:: EXERCISE REQUIREMENTS ::
Output the listing below as a JSON list of strings, one string per line, starting with its first line and ending with the line that contains "Give the mask of every instance of the stadium", both included. Leave out blank lines.

═══ RECORDS PROVIDED ═══

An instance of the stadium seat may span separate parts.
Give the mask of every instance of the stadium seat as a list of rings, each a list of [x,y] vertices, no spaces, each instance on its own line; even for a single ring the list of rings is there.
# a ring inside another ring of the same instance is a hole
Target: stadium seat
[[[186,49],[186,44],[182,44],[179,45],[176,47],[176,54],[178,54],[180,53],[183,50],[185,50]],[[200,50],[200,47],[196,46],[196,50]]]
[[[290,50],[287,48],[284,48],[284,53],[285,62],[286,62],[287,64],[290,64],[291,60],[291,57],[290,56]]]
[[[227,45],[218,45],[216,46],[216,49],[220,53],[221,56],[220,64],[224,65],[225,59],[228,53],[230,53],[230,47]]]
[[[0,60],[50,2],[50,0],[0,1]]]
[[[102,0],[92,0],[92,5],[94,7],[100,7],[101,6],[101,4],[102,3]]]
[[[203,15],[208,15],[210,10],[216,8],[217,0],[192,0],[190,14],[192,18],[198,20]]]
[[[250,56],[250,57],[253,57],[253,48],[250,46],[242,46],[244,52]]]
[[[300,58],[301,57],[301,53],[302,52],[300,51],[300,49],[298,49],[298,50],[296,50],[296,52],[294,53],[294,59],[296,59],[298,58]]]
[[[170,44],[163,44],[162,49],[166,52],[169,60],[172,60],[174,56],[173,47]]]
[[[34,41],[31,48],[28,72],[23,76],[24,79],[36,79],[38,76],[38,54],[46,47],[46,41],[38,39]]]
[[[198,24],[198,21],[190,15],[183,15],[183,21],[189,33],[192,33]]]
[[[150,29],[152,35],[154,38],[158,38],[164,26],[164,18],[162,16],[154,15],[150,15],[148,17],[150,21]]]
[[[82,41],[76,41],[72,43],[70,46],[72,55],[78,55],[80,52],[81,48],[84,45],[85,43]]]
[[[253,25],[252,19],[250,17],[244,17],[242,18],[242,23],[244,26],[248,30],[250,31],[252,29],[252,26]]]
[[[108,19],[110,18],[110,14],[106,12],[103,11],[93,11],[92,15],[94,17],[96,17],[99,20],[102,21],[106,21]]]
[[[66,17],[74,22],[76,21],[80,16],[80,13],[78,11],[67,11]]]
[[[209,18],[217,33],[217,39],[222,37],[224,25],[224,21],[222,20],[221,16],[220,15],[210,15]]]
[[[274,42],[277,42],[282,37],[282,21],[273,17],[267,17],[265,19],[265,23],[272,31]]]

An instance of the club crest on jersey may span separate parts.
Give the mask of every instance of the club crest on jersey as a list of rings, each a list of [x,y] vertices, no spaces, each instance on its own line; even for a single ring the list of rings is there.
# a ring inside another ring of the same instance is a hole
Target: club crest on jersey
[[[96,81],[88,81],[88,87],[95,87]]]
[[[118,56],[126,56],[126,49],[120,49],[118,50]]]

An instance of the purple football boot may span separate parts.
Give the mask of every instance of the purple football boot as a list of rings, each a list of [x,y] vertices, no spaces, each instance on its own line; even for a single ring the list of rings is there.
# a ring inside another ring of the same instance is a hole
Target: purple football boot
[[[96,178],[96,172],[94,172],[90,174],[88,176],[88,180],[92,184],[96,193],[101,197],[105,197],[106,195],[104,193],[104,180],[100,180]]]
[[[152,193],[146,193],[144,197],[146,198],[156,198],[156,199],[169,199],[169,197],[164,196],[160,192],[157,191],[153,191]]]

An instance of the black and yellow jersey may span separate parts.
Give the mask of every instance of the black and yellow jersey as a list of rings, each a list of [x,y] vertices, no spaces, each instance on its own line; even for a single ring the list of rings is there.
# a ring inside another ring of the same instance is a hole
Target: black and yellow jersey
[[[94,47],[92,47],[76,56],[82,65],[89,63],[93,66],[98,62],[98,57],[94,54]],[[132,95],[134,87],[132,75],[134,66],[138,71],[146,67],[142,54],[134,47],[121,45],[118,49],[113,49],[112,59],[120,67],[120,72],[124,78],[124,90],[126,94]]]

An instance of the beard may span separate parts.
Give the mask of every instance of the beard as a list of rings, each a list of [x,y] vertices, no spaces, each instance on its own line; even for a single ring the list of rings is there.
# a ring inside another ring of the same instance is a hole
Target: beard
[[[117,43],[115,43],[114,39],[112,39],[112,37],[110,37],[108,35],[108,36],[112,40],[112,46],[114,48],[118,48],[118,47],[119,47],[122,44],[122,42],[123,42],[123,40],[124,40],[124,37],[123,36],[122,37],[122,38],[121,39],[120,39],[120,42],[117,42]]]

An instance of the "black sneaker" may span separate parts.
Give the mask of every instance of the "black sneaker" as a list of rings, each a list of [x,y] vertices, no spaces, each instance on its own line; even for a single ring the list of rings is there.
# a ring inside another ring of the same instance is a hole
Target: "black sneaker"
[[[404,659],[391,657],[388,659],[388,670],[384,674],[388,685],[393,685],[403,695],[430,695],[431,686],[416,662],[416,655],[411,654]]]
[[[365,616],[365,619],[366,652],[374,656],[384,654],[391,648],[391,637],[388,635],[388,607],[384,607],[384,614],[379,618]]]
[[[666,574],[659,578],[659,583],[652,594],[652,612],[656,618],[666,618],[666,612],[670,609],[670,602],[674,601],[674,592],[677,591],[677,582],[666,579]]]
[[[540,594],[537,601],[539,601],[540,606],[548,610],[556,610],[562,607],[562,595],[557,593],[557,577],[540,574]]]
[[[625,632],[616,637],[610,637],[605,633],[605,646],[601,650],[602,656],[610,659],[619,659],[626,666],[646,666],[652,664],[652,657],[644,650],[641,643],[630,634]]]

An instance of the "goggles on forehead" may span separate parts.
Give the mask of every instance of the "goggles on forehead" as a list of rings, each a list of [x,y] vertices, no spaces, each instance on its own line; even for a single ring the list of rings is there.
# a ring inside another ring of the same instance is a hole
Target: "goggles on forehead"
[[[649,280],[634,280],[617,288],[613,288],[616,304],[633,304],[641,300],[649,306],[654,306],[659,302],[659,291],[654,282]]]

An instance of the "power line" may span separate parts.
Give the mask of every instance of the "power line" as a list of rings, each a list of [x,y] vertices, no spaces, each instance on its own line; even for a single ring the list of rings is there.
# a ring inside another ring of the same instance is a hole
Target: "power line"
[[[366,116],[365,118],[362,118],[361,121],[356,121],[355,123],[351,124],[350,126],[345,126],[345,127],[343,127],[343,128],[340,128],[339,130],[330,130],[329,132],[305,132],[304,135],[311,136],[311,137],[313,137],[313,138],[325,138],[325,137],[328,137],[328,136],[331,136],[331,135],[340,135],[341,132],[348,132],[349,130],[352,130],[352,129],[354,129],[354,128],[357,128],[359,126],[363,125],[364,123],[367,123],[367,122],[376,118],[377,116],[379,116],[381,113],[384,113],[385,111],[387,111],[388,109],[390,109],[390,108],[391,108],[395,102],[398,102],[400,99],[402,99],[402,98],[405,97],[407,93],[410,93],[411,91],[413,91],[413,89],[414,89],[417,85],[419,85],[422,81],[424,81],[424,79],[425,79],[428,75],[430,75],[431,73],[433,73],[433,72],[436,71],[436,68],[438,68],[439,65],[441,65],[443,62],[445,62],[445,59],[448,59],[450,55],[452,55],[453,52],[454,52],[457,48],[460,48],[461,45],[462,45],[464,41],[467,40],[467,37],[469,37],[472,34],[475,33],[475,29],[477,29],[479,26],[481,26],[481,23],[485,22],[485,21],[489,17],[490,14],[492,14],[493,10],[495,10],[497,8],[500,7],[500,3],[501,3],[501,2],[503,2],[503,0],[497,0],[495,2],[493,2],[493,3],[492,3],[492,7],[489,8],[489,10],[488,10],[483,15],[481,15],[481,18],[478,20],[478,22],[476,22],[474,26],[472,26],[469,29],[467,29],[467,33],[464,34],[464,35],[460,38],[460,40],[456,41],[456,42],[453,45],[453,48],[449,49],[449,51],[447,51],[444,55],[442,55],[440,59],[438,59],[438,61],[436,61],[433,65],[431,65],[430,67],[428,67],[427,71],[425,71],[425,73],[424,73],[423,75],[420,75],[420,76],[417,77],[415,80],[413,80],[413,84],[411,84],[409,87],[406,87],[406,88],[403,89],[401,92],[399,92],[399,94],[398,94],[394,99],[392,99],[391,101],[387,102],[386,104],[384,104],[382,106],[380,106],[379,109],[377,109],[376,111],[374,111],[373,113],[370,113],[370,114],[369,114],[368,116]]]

═══

:: RESULT OF THIS TASK ::
[
  "An instance of the stadium seat may span separate parts.",
  "Give the mask of every instance of the stadium seat as a list of rings, each a list of [x,y] vertices, no spaces, each instance on its own line; even for a single ring the list of rings is there."
]